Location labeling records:
=-=-=

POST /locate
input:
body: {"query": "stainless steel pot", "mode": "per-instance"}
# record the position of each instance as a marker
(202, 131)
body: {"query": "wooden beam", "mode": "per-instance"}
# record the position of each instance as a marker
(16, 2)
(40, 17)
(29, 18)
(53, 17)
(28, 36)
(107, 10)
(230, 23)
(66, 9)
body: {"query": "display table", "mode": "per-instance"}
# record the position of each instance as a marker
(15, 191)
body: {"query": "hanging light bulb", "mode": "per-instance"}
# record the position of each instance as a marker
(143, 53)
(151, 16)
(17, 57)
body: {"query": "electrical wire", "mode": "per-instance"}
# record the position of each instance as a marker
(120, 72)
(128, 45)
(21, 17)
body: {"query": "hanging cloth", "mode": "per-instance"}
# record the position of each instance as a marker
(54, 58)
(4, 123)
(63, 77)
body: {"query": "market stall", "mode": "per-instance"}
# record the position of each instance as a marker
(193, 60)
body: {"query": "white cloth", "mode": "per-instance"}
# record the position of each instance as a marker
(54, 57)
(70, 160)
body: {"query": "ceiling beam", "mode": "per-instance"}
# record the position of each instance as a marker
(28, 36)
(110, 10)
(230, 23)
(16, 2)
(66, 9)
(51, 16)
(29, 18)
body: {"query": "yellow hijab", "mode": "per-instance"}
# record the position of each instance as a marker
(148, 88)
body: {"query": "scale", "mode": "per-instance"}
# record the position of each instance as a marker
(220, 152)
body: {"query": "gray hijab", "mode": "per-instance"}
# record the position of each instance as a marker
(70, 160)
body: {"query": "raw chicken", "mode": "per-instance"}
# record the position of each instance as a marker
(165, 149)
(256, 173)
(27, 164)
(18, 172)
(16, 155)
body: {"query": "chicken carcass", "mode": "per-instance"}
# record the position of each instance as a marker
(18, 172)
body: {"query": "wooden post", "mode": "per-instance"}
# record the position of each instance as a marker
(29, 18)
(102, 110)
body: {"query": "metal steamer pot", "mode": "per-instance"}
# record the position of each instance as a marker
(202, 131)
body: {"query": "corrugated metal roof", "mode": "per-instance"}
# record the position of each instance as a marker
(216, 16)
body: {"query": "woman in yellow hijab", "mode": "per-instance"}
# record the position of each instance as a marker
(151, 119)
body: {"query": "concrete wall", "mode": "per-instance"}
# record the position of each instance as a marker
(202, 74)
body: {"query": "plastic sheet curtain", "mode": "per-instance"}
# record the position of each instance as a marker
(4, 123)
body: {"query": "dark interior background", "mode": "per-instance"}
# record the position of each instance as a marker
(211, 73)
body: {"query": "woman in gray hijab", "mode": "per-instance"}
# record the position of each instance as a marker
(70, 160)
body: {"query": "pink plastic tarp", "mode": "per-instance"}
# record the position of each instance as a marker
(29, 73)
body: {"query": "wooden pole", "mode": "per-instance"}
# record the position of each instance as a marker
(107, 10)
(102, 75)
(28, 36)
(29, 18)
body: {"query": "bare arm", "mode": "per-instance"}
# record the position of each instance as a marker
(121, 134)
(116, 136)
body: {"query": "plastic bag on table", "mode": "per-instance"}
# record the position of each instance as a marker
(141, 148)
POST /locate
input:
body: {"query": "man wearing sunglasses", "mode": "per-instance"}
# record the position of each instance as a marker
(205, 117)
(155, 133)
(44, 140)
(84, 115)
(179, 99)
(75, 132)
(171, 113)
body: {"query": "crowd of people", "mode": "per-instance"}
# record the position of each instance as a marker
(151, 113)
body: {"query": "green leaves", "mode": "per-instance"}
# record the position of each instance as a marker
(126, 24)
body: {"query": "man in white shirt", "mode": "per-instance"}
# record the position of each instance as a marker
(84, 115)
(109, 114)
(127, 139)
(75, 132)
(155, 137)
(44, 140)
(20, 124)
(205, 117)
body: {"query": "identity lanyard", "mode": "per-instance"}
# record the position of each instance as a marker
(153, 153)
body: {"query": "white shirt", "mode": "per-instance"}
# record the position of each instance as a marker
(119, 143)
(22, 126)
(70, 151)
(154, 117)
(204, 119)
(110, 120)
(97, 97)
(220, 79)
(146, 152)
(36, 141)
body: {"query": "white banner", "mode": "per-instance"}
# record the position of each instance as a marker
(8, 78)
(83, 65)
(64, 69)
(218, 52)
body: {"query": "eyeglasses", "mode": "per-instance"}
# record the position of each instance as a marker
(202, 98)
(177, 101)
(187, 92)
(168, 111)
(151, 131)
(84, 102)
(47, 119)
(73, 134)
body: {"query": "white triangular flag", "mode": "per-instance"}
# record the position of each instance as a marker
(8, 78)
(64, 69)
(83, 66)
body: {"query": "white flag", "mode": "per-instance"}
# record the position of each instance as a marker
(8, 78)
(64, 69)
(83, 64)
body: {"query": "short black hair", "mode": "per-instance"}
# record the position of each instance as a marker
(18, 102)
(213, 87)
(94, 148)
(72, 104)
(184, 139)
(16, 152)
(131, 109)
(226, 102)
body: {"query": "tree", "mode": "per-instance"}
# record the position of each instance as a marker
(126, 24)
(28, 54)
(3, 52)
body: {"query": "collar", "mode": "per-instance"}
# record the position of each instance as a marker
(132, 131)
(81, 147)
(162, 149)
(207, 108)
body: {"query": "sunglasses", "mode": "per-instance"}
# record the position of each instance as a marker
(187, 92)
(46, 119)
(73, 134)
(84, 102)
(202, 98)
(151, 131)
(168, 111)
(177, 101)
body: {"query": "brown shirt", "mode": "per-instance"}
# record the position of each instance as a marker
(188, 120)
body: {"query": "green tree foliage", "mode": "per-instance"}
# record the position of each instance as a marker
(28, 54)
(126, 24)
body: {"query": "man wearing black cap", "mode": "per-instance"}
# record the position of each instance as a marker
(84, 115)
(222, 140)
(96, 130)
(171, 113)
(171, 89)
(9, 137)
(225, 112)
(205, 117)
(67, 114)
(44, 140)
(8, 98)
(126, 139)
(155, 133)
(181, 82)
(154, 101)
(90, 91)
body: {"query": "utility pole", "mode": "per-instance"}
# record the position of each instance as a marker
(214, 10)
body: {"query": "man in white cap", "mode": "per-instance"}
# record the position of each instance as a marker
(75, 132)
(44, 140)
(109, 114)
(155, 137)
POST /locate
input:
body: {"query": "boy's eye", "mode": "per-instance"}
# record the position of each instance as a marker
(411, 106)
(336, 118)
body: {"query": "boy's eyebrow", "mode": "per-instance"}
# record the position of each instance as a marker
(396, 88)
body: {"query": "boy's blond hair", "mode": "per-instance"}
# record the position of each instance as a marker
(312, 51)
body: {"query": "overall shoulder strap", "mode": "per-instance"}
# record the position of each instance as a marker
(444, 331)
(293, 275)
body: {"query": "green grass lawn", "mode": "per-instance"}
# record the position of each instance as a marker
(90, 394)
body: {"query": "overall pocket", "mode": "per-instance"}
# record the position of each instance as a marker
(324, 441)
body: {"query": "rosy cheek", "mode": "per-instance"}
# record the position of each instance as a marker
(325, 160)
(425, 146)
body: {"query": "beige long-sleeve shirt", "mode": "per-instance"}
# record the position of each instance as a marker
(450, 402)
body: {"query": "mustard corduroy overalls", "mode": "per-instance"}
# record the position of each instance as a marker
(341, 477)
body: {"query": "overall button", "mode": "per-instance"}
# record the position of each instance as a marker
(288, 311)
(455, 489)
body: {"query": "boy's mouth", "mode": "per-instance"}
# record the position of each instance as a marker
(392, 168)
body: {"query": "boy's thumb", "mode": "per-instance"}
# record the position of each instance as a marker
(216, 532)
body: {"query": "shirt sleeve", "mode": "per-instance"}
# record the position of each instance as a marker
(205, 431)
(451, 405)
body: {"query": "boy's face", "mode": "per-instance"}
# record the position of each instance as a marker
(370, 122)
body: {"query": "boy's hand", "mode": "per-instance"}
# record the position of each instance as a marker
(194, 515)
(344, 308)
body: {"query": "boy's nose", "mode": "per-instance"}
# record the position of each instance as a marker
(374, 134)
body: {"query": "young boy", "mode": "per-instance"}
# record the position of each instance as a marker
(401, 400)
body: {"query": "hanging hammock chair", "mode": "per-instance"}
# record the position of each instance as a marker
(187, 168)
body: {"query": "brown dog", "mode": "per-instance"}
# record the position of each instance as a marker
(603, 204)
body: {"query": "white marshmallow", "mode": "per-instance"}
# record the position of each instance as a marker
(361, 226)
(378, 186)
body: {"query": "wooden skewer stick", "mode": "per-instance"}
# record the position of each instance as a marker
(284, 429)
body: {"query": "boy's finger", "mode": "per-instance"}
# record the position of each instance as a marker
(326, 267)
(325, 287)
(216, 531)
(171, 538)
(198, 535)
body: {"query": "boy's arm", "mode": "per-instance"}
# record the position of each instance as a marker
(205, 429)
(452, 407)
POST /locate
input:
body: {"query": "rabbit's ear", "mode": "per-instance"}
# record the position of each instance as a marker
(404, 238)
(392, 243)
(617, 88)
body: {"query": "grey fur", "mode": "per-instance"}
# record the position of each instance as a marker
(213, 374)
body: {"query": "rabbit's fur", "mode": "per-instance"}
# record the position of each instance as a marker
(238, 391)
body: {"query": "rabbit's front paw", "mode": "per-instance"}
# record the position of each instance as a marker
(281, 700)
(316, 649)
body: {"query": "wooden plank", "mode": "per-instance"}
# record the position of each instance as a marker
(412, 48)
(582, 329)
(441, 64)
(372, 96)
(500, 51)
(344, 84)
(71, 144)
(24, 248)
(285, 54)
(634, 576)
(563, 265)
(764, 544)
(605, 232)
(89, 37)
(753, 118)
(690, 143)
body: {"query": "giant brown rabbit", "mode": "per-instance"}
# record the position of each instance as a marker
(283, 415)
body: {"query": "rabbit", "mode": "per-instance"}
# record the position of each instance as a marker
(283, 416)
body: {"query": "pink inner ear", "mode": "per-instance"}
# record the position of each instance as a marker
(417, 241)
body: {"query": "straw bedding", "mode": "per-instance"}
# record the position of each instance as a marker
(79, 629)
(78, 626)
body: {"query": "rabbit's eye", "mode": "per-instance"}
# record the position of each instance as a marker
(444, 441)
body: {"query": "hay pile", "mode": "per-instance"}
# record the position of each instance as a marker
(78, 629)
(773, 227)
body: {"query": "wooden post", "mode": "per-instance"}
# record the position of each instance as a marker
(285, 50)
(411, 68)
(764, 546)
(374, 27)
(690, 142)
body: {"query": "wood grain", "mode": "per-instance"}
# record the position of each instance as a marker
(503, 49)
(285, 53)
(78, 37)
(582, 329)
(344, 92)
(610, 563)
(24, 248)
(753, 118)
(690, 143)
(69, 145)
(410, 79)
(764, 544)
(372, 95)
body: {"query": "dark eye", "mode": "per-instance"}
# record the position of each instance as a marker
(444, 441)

=-=-=

Task: Find each line in the material above that contains the string "wearing", with case counting, and copy those lines.

Result below:
body: {"query": "man wearing sunglasses", "mode": "per-instance"}
body: {"query": "man wearing black cap", "mode": "per-instance"}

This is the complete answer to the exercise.